▶ **Work item**: In the entries that follow, how many lines include "skirting"? Give the number and nothing else.
===== Provided information
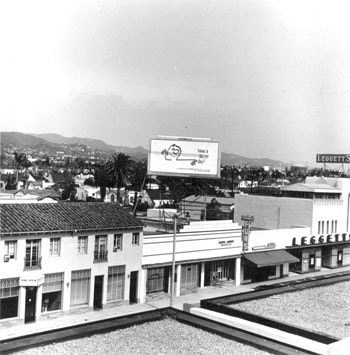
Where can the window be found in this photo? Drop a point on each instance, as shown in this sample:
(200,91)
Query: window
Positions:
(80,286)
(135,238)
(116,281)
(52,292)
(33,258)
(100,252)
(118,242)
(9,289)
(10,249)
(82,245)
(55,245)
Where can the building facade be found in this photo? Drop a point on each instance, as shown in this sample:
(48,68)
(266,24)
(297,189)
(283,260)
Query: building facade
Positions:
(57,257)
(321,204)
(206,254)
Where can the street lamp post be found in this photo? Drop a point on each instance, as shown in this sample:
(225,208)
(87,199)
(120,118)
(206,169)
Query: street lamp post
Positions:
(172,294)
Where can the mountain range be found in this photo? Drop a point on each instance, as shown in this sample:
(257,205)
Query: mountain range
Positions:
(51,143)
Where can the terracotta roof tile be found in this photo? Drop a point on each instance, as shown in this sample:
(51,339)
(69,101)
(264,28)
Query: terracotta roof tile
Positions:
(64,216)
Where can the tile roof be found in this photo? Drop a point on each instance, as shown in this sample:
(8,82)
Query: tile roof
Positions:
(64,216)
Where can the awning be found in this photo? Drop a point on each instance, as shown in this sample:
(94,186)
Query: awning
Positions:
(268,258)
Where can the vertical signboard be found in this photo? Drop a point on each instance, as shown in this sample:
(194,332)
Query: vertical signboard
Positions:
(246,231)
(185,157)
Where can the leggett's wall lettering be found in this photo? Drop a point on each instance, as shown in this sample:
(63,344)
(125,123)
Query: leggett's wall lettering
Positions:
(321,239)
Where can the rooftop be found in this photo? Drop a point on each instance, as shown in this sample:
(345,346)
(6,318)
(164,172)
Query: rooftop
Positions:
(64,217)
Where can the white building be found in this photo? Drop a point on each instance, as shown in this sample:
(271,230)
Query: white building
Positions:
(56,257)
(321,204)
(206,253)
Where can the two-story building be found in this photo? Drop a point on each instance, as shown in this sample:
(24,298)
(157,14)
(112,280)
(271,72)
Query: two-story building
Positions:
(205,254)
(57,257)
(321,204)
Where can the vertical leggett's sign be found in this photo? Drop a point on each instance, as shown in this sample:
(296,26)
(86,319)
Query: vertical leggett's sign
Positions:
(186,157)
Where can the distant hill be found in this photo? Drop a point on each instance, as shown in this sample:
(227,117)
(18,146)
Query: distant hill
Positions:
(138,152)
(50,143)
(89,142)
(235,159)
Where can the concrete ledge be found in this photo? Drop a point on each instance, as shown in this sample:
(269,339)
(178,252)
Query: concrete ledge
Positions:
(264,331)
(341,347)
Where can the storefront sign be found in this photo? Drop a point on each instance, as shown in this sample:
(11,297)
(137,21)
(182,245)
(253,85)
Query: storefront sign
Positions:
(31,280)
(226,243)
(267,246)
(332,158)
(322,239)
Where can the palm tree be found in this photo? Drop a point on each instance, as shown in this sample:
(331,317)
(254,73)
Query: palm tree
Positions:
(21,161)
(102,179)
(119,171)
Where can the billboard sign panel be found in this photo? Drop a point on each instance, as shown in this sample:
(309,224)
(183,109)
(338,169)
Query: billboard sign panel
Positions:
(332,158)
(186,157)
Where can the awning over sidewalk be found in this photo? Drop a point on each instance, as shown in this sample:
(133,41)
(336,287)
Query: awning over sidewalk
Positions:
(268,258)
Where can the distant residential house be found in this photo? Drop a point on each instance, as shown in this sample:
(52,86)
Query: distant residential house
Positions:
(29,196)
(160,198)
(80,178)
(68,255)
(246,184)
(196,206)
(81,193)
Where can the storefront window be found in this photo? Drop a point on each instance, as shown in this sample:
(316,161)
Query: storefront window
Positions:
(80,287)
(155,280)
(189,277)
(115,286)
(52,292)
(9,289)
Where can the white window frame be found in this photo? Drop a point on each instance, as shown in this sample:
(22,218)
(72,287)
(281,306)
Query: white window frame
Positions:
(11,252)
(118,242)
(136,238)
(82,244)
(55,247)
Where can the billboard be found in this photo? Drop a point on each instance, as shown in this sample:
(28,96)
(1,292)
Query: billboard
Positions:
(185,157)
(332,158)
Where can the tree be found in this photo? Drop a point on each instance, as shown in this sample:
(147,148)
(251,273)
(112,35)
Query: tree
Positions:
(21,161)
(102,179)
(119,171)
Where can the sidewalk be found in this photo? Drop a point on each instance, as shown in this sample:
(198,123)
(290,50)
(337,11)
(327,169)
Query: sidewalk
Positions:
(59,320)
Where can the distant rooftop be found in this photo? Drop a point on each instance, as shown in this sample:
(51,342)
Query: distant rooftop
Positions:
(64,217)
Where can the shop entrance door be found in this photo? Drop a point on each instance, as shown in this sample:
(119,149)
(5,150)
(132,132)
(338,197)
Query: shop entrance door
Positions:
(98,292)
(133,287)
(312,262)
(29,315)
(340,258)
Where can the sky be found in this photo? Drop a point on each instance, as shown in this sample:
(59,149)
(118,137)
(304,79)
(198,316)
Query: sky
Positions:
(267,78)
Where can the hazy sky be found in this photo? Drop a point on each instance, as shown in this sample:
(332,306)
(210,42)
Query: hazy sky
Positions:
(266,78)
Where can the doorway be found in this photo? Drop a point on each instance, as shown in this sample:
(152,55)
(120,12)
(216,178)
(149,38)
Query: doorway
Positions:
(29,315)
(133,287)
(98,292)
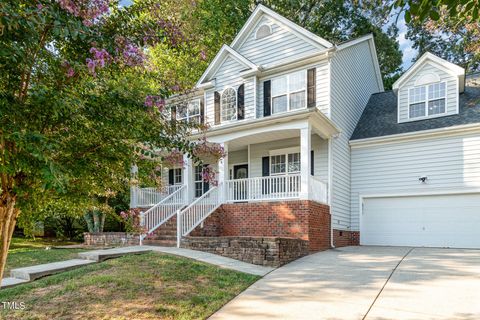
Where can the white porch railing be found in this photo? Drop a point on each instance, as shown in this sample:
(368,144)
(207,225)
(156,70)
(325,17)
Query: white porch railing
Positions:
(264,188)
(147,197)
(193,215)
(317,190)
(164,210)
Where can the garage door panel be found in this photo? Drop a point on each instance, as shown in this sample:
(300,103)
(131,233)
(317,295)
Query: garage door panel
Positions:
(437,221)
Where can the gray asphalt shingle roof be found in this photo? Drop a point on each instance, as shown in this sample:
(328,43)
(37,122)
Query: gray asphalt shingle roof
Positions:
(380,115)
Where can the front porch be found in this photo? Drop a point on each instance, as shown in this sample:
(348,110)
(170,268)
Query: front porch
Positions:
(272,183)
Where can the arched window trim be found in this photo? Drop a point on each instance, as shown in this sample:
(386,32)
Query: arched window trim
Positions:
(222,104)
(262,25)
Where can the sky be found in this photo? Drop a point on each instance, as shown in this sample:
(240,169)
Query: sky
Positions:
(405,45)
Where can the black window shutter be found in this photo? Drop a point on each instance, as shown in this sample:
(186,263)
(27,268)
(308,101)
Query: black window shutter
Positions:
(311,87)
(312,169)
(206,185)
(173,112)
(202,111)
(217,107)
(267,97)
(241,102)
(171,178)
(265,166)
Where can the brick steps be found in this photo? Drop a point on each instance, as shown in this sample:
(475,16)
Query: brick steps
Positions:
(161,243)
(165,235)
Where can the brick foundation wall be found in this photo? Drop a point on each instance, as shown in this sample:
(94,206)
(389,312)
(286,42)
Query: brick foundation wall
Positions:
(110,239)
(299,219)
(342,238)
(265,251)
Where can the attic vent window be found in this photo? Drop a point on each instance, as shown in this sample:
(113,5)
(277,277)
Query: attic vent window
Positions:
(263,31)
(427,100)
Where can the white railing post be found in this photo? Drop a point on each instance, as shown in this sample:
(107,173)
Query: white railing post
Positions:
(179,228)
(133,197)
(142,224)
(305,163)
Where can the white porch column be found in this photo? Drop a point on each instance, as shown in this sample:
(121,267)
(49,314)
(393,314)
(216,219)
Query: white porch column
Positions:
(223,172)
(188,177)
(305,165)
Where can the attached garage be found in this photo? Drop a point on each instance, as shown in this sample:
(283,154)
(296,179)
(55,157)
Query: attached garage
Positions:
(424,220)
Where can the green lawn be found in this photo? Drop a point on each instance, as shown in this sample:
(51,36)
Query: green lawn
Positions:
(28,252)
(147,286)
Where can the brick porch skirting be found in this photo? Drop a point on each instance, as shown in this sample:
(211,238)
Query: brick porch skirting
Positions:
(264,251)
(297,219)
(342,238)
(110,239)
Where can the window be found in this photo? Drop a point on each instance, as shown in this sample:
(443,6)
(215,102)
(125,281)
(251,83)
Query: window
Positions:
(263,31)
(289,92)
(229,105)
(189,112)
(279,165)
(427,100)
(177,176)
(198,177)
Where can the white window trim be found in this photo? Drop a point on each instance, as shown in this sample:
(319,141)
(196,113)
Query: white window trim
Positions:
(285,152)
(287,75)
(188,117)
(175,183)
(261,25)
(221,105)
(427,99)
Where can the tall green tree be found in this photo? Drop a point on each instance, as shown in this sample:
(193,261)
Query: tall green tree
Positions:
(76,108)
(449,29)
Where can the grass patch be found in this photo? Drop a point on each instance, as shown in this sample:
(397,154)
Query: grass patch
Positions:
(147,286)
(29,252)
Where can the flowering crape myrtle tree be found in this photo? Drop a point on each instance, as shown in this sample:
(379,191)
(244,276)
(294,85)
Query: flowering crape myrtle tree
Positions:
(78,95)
==========
▶ **Output for this exercise**: 2